WHAT IS NEEDED
Your task is to print the material below exactly as presented.

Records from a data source
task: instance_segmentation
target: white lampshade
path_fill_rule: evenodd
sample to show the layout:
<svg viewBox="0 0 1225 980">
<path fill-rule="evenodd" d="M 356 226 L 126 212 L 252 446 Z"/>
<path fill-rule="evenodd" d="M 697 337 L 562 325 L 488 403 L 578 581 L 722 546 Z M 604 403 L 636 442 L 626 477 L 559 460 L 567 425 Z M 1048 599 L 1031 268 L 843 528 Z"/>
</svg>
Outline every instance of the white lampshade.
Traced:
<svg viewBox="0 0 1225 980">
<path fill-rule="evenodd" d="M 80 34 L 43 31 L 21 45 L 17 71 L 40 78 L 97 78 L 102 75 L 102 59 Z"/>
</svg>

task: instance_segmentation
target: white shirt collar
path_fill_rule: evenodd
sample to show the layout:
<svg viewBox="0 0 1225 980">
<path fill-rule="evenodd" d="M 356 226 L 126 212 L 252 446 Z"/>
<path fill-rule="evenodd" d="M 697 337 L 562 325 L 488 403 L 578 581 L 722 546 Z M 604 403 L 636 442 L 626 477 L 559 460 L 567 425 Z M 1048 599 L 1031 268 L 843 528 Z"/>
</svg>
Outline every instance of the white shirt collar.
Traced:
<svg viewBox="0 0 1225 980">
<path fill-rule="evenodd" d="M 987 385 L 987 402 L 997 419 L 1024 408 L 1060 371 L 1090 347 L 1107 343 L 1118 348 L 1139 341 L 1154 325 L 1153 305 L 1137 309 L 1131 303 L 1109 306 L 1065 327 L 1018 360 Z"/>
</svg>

RESPONSE TO THIS TASK
task: instance_segmentation
target: white lampshade
path_fill_rule: evenodd
sample to show the layout:
<svg viewBox="0 0 1225 980">
<path fill-rule="evenodd" d="M 356 226 L 126 212 L 252 446 Z"/>
<path fill-rule="evenodd" d="M 697 337 L 562 325 L 488 403 L 578 581 L 722 546 Z M 604 403 L 636 442 L 626 477 L 559 460 L 567 425 Z M 1048 599 L 1031 268 L 843 528 Z"/>
</svg>
Outline every instance of the white lampshade.
Traced:
<svg viewBox="0 0 1225 980">
<path fill-rule="evenodd" d="M 80 34 L 43 31 L 21 45 L 17 71 L 40 78 L 97 78 L 102 75 L 102 59 Z"/>
</svg>

task: instance_segmentation
target: white shirt collar
path_fill_rule: evenodd
sample to show the layout:
<svg viewBox="0 0 1225 980">
<path fill-rule="evenodd" d="M 356 226 L 126 212 L 252 446 Z"/>
<path fill-rule="evenodd" d="M 697 337 L 562 325 L 488 403 L 578 581 L 722 546 Z M 604 403 L 636 442 L 626 477 L 559 460 L 567 425 Z M 1048 599 L 1031 268 L 843 528 Z"/>
</svg>
Outline every instance of the white shirt collar.
Traced:
<svg viewBox="0 0 1225 980">
<path fill-rule="evenodd" d="M 987 385 L 987 402 L 997 419 L 1024 408 L 1060 371 L 1090 347 L 1107 343 L 1118 348 L 1139 341 L 1154 325 L 1153 305 L 1137 309 L 1131 303 L 1109 306 L 1065 327 L 1018 360 Z"/>
</svg>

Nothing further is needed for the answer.